### [原文段落]

+-------+

我觉得文学永远不会死掉,所有人都需要好的文学,因为如果没有文学的话,也就不可能有人,人的存在和书、文学的存在是分不开的。有人曾说过,人需要故事,如果人听不到故事,他会很孤独。1968年前后,文学的概念发生了很大的变化,在读者与评论家的眼中,小说特别是长篇小说才算是文学,文学好像就等同于长篇小说。中国的通俗文学大部分是通过网络进行传播的,网络文学满足了人们听长篇故事的需求。而在德国,文学作品必须经由出版社出版,所以对于德国而言,可以说是没有网络文学的。我们需要思考,网络文学究竟是审美的,还是社会的呢?毕竟,我们在研究网络文学的时候,研究的好像不是文学,而是一种社会现象。

+-------+

### [任务列表]
1 > 请将上方原文段落中以“我觉得文学永远不会死掉,所有”开头、到“不是文学,而是一种社会现象。”为止的部分重写一遍，并把其中的“德国”替换成“法国”。
2 > 根据上方原文段落，为什么说德国可以说是没有网络文学的？

+-------+

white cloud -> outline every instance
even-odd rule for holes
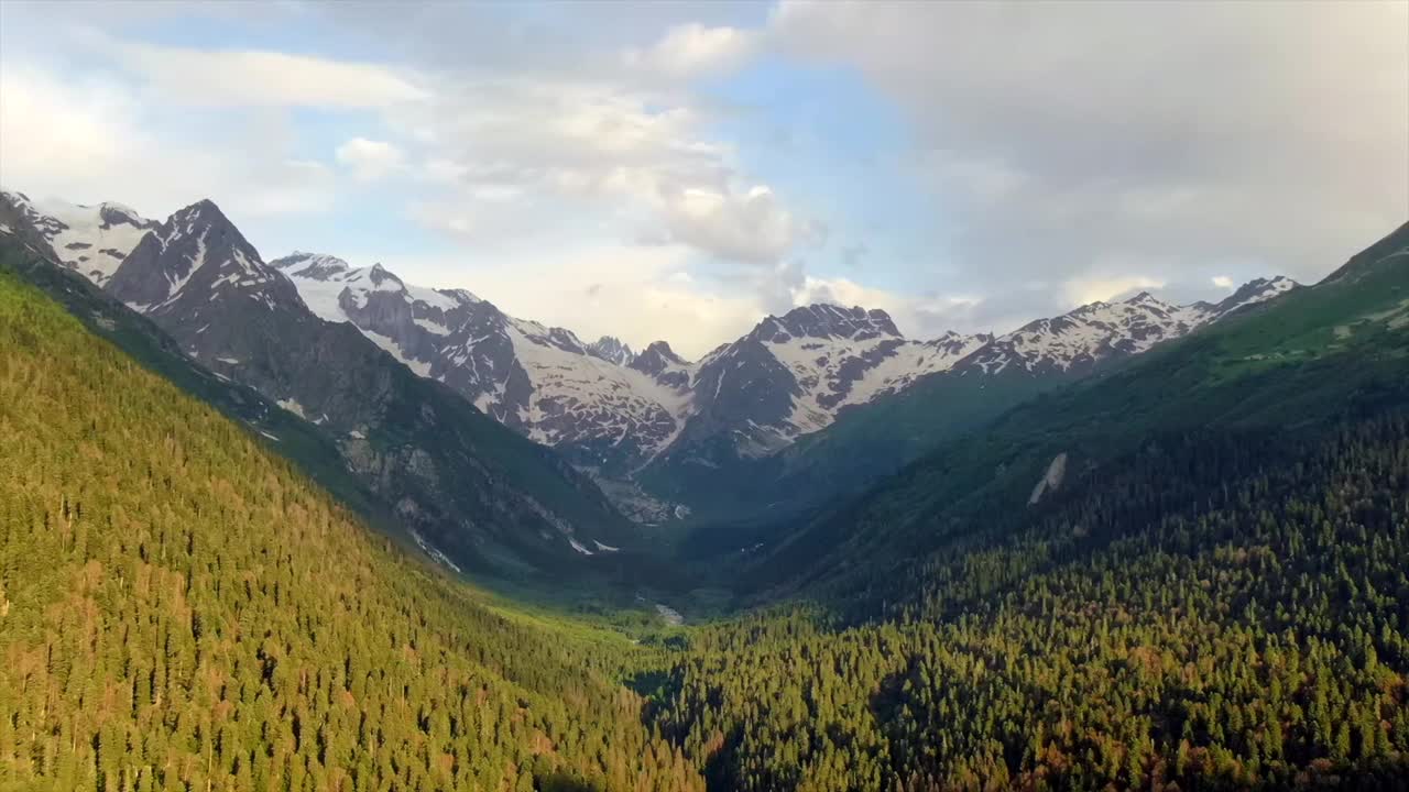
[[[107,75],[61,78],[7,62],[0,180],[37,197],[118,200],[155,217],[203,197],[240,217],[333,204],[333,175],[293,156],[278,120],[255,118],[201,141],[165,137],[179,116]]]
[[[352,171],[352,176],[364,182],[375,182],[387,173],[399,171],[406,162],[402,149],[386,141],[352,138],[337,148],[337,161]]]
[[[765,313],[752,293],[712,290],[692,278],[683,245],[544,237],[483,265],[383,252],[349,261],[382,261],[410,282],[465,287],[510,316],[568,327],[582,338],[614,335],[634,348],[665,340],[688,358],[743,335]]]
[[[449,187],[414,210],[431,227],[482,238],[519,233],[486,204],[533,196],[728,262],[775,264],[807,235],[810,224],[768,186],[745,186],[688,101],[561,78],[457,79],[435,93],[390,121],[434,152],[427,180]]]
[[[757,45],[752,31],[689,23],[672,27],[647,49],[627,49],[621,61],[650,79],[688,79],[738,66]]]
[[[1405,30],[1403,3],[1334,1],[783,0],[769,20],[782,52],[902,110],[896,156],[943,204],[957,285],[1033,314],[1224,262],[1315,280],[1402,223]]]
[[[1064,283],[1062,292],[1069,303],[1068,307],[1076,307],[1086,303],[1106,302],[1138,290],[1164,289],[1165,285],[1167,280],[1143,275],[1116,275],[1110,278],[1081,276]]]
[[[797,224],[772,190],[744,194],[685,189],[661,196],[671,238],[719,258],[747,264],[776,262],[797,240]]]
[[[373,109],[428,94],[395,70],[283,52],[189,49],[120,41],[87,31],[93,49],[110,54],[163,97],[203,107]]]
[[[952,330],[957,314],[974,310],[979,299],[968,295],[900,295],[864,286],[848,278],[806,276],[792,295],[793,306],[831,303],[843,307],[881,309],[910,338],[933,338]]]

+-------+

### [参考答案]
1 >
我觉得文学永远不会死掉,所有人都需要好的文学,因为如果没有文学的话,也就不可能有人,人的存在和书、文学的存在是分不开的。有人曾说过,人需要故事,如果人听不到故事,他会很孤独。1968年前后,文学的概念发生了很大的变化,在读者与评论家的眼中,小说特别是长篇小说才算是文学,文学好像就等同于长篇小说。中国的通俗文学大部分是通过网络进行传播的,网络文学满足了人们听长篇故事的需求。而在法国,文学作品必须经由出版社出版,所以对于法国而言,可以说是没有网络文学的。我们需要思考,网络文学究竟是审美的,还是社会的呢?毕竟,我们在研究网络文学的时候,研究的好像不是文学,而是一种社会现象。

2 > 因为在德国，文学作品必须经由出版社出版。